Ethnic and Gender Studies Upper-Level Courses for Minor, Spring 2002

AH 300C History of the Spanish Borderlands
TR 930A - 1050A  Dr. Sara Sundberg
This course examines the American colonial past 
from the viewpoint of the Spanish who explored, 
settled, and developed the southern rim of the North 
American continent between the time of Ponce De 
Leon’s explorations in 1513 and Mexico’s 
independence in 1821.  The interactions and conflict 
took place between Spanish and native Americans 
and Spanish and other Europeans and U.S. citizens 
as they competed for control the area.  The legacy of 
the Spanish Borderlands for American history and 
culture is also considered.  Course requirement for 
undergraduates include two exams and two book 
critiques or a five page research paper based upon 
research conducted at the K. State Historical 
Society.

AH 300D Women of the Old West
T 200P - 450P  Dr. Joyce Thierer
Whether they were brought over from China as prostitutes, come from Ohio to earn their fortunes in the gold rush, or were translating for fur traders, women were very much a part of what we now consider the Old West.  Popular culture and most historians ignored teh role of women, but we now know that not only were women involved in resisting settlement and the explortion of the West, but the diversity of their ethnicity, their roles, and their feelings about the geography they inhabited was as immense as teh area itself.  They were cowgirls, homesteaders, Lakota, German, Yankees, proper ladies, slaves, businesswomen, Mexican, Mormon, school teachers, doctors, suffragists, laundresses, singers, lonely, fearful, empowered, and confident.  Each student will be able to focus on an area of her or his choosing.

AN 300A Urban Legends
MWF 100P - 150P  Dr. Deborah Zelli
Are you hooked on urban legends?  Want to know 
whether those email cookie recipes are for real?

» List of tasks:
- 1) Please list the course codes in the course listing.
- 2) Translate this sentence from the course listing into French: "Each student will be able to focus on an area of her or his choosing."
- 3) Extend the course listing from its final line.

Dataset excerpts on pointing to objects
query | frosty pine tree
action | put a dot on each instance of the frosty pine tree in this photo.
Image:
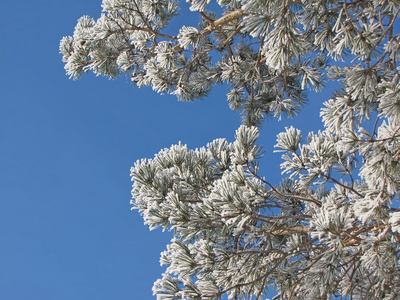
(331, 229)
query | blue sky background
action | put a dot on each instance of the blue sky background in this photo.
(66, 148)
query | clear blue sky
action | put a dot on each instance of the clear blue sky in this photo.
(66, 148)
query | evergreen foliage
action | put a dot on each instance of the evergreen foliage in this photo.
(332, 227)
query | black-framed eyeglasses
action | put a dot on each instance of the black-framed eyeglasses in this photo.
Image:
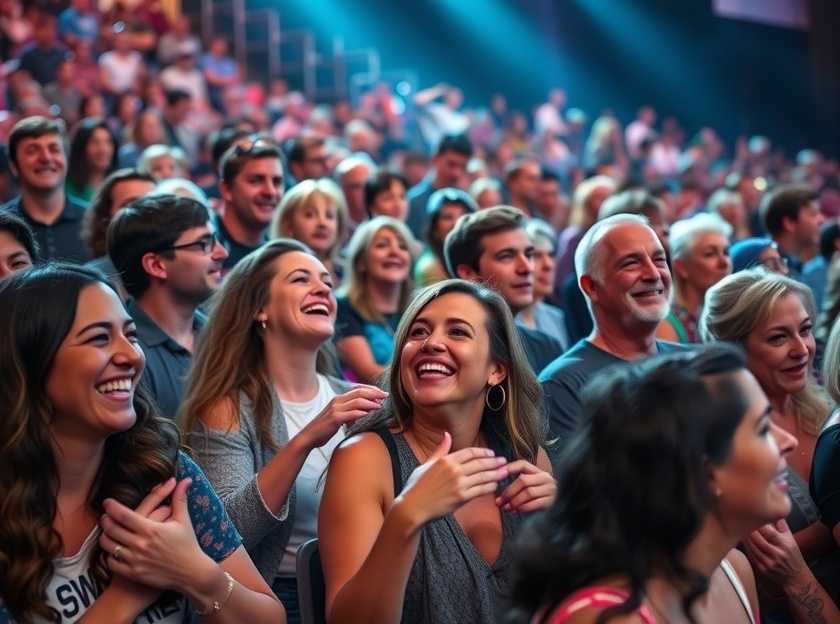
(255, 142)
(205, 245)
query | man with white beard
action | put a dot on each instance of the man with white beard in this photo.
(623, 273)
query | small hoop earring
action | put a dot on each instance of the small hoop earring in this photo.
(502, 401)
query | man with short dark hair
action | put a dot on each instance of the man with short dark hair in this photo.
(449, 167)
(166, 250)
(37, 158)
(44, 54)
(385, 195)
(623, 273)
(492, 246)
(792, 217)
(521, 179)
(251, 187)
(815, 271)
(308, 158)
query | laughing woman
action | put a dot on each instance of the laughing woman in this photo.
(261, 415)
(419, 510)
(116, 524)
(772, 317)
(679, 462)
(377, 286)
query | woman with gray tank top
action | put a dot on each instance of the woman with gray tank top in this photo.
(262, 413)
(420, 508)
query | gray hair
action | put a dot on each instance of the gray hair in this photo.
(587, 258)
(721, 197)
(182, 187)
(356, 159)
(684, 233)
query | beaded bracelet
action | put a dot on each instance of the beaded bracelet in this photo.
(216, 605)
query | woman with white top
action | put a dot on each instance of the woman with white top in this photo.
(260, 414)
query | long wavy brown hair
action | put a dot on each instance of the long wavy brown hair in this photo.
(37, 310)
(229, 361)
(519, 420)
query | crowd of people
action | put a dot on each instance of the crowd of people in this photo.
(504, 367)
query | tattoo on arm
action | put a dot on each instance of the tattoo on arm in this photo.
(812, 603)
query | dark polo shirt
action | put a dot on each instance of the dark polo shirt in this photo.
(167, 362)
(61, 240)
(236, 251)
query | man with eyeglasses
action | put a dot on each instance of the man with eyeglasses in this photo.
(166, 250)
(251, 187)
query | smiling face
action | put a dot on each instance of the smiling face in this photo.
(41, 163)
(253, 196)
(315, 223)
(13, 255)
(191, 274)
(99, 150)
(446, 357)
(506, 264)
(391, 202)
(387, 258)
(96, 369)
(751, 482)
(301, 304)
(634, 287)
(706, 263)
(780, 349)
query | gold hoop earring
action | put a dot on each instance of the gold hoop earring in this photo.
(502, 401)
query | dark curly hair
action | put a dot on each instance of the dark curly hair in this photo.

» Final answers:
- 1) AH 300C, AH 300D, AN 300A

- 2) Chaque étudiante ou étudiant pourra se concentrer sur un domaine de son choix.

- 3)
Curious about famous hoaxes, ones that fooled even 
the experts?  This course offers everything you ever 
wanted to know about urban legends—what are 
they?  Why do they persist?  Where do they come 
from?  How do they spread?   And, perhaps most 
importantly, why do we tell them?  Using 
anthropology and the methods of folklore, we’ll look at 
the types of urban legends, the way they’re told, and 
what they tell about society’s fears and concerns. 
Urban legends have a lot to say about sex, race 
relations, and social structure.

AN 300B Anthropology of Women
TR 1100A - 1220P  Dr. Deborah Zelli
Contact Instructor for additional information.

AN 300ZA Picturing the Natives
Online Course  Dr. Deborah Zelli
Do you enjoy movies, art, music, and pictures from 
faraway places?  Ever wonder just how accurate they 
are?  Or what exotic places are really like?  Visual 
images of distant lands are exotic peoples have long 
captured the interest of Western culture.  Since the 
turn of the century, the general public has satisfied 
this hunger through National Geographic magazine. 
Supplementing these photos and articles were the 
works of famous artists such as Gaugin.  More 
recently, the public has turned to film and television 
for the illusion of experiencing far away lands. 
Supplementing this interest has been a resurgence of 
the ethnic in pop culture. This course will use popular 
film, novels, music, and magazines to better 
understand the construction of the exotic and the 
consequences of these constructions for indigenous
peoples.

AR 500C South & Meso American Art
MWF 1100A - 1150A  Sarah Scher
This course will offer a survey of the art and 
architecture of Mesoamerica and Peru in their social, 
political, and religious contexts.  The course will 
detail the antecedents and flowering of the three great 
Pre-Columbian civilizations:  the Maya, the Aztec, 
and the Inca.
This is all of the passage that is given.